### Task data
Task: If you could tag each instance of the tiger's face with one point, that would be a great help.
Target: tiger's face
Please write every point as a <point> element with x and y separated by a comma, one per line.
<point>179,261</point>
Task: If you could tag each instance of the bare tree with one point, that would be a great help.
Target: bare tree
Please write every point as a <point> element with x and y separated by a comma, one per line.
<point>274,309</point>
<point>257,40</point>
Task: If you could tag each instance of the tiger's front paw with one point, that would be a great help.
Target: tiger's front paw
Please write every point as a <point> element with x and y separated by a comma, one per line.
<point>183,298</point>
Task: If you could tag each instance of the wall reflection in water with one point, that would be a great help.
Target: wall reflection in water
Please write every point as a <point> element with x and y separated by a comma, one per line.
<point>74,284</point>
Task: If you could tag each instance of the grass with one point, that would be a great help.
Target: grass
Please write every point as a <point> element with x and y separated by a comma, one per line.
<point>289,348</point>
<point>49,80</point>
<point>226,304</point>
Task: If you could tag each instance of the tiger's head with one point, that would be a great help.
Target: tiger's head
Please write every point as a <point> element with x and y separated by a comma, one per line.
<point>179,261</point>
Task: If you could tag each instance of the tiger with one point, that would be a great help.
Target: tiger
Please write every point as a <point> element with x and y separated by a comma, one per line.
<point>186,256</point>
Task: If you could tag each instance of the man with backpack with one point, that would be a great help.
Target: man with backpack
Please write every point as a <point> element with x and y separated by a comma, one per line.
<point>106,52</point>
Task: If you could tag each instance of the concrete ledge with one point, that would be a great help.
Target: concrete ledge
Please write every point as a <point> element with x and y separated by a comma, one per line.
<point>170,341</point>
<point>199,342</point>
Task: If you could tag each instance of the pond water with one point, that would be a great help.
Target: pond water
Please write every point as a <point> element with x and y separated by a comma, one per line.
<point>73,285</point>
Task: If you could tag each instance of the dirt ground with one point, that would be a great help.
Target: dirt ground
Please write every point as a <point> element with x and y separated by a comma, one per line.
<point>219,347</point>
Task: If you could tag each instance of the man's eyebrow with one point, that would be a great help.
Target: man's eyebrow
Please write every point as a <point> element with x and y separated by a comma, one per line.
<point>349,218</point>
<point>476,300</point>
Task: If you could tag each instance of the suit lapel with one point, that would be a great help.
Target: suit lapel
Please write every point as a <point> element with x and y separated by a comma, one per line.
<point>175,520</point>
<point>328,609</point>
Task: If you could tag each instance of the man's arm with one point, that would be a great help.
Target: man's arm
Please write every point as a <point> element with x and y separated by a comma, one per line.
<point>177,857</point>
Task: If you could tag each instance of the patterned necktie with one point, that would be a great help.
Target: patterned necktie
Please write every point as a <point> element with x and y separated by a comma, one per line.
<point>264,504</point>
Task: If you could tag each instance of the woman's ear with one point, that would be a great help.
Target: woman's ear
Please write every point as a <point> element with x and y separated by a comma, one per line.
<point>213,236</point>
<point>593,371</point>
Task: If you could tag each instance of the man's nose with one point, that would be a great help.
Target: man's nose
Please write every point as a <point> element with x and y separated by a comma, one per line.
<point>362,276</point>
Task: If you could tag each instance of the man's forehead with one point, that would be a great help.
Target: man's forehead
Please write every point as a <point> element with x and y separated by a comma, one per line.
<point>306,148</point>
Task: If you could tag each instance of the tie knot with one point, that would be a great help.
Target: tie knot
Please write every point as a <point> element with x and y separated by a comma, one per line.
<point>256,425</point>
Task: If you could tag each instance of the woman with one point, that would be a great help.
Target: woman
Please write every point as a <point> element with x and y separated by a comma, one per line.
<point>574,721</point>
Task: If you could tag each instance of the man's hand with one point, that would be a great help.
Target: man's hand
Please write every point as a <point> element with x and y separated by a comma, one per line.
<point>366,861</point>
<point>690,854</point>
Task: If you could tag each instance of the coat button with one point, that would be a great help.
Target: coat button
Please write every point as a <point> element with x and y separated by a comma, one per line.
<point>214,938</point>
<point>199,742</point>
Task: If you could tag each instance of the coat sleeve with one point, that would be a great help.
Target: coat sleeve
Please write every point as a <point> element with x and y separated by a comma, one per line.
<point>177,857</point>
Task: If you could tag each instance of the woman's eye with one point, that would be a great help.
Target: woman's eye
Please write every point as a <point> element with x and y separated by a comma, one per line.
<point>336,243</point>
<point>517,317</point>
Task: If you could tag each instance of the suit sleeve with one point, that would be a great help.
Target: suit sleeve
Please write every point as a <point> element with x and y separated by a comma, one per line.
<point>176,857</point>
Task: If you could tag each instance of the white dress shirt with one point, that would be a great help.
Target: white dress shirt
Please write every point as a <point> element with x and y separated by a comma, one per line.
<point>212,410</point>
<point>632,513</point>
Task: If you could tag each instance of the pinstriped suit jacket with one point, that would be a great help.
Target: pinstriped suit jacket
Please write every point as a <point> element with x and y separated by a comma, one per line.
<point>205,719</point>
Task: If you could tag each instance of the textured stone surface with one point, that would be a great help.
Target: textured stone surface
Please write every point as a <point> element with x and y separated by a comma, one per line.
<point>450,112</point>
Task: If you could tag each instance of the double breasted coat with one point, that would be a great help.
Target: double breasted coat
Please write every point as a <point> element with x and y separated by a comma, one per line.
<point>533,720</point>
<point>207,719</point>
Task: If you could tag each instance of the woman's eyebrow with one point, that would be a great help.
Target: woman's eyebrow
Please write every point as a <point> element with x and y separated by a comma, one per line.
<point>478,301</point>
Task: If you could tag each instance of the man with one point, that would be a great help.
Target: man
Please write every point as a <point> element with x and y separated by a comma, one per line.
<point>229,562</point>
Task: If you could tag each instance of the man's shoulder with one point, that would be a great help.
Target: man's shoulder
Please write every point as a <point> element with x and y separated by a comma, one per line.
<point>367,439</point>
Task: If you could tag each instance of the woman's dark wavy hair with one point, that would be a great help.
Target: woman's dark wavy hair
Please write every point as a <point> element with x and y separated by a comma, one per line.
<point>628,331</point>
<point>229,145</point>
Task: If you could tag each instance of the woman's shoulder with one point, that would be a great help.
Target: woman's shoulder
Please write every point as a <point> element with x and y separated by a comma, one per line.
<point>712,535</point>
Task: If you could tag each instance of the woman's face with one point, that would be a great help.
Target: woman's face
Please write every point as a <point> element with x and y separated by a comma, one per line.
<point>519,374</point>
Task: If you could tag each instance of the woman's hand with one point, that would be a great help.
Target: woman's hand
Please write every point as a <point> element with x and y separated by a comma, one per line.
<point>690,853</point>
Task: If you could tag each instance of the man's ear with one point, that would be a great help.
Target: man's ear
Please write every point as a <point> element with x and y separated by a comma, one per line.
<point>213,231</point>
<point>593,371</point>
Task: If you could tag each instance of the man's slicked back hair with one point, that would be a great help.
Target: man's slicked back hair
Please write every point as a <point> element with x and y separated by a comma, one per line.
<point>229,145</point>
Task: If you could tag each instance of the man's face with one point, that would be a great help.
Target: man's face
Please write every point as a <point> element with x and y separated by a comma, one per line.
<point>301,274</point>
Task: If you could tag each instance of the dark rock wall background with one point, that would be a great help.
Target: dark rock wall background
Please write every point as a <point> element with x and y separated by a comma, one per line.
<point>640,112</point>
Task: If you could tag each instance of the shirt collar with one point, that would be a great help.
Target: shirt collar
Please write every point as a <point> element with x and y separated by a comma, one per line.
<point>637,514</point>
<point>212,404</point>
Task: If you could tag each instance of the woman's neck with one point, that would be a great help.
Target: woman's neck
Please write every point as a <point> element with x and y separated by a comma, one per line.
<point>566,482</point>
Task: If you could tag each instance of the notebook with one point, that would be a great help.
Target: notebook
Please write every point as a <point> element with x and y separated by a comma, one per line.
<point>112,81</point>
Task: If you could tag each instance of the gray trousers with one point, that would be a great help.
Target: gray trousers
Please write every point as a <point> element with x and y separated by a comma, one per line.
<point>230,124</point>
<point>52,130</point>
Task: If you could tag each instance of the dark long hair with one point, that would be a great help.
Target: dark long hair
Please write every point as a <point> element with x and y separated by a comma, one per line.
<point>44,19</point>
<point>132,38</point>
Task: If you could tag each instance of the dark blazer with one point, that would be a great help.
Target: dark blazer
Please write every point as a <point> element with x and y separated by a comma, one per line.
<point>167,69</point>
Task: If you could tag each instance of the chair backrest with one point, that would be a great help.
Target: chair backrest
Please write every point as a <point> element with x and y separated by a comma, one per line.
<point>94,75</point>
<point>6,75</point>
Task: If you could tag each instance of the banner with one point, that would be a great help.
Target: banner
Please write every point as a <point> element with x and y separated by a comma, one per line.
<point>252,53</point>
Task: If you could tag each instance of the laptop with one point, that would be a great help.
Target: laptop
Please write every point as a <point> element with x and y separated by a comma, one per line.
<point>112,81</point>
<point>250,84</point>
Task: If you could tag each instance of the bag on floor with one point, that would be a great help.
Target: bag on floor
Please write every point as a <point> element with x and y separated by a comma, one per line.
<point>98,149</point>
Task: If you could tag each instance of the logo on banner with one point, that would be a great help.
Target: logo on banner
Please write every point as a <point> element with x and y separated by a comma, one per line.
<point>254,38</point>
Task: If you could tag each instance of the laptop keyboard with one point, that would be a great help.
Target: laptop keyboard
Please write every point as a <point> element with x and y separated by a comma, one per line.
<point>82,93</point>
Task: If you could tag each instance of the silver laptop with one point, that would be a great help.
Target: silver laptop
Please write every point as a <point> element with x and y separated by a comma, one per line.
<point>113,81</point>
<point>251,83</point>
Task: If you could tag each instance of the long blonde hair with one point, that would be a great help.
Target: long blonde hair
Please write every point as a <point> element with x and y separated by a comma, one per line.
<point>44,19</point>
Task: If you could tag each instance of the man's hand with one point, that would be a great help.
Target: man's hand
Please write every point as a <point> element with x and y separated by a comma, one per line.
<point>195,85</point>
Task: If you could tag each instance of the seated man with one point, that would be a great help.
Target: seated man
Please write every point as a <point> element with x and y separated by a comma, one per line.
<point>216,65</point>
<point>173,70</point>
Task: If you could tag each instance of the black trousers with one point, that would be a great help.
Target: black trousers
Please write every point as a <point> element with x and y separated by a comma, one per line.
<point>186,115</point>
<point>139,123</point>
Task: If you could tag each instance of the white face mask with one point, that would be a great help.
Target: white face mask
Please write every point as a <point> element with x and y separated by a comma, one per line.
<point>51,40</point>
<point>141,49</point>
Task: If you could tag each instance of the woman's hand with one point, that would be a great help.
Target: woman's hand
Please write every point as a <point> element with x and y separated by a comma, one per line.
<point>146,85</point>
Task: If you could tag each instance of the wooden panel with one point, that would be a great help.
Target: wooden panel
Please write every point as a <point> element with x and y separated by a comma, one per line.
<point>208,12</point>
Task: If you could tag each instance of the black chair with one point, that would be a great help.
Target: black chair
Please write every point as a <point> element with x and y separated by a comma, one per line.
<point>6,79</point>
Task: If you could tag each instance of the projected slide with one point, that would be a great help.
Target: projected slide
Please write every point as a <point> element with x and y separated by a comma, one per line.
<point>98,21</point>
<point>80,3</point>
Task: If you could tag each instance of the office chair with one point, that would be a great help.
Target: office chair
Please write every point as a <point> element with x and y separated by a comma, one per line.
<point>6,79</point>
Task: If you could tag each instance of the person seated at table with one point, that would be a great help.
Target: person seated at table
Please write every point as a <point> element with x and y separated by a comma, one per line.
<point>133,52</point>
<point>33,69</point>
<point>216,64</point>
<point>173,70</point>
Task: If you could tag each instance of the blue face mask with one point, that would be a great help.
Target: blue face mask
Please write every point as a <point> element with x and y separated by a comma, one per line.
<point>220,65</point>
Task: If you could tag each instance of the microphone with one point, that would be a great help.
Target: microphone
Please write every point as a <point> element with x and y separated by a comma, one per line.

### Exercise aim
Above are the lines; repeat exactly the ones from the line containing "Task: If you could tag each instance of the pond" down to the line containing "Target: suit lapel", both inclusive.

### Solution to this task
Task: If you could tag each instance of the pond water with one point, that would be a great help.
Target: pond water
Please write every point as a <point> element with x and y separated by a comma, one per line.
<point>73,285</point>
Task: If you could tag each instance of the dirt ground with one point, that would be a great help.
Target: dirt ground
Please write every point as a <point> element with x and y separated by a comma, one per line.
<point>219,347</point>
Task: If you could tag each instance of the man's eyebrow with one point, that would be a great help.
Target: man's eyebrow
Please write every point as a <point> element with x and y separated by a comma, one per line.
<point>349,218</point>
<point>476,300</point>
Task: If you could tag each instance of the suit lapel with one point, that would be a great help.
Target: suit lapel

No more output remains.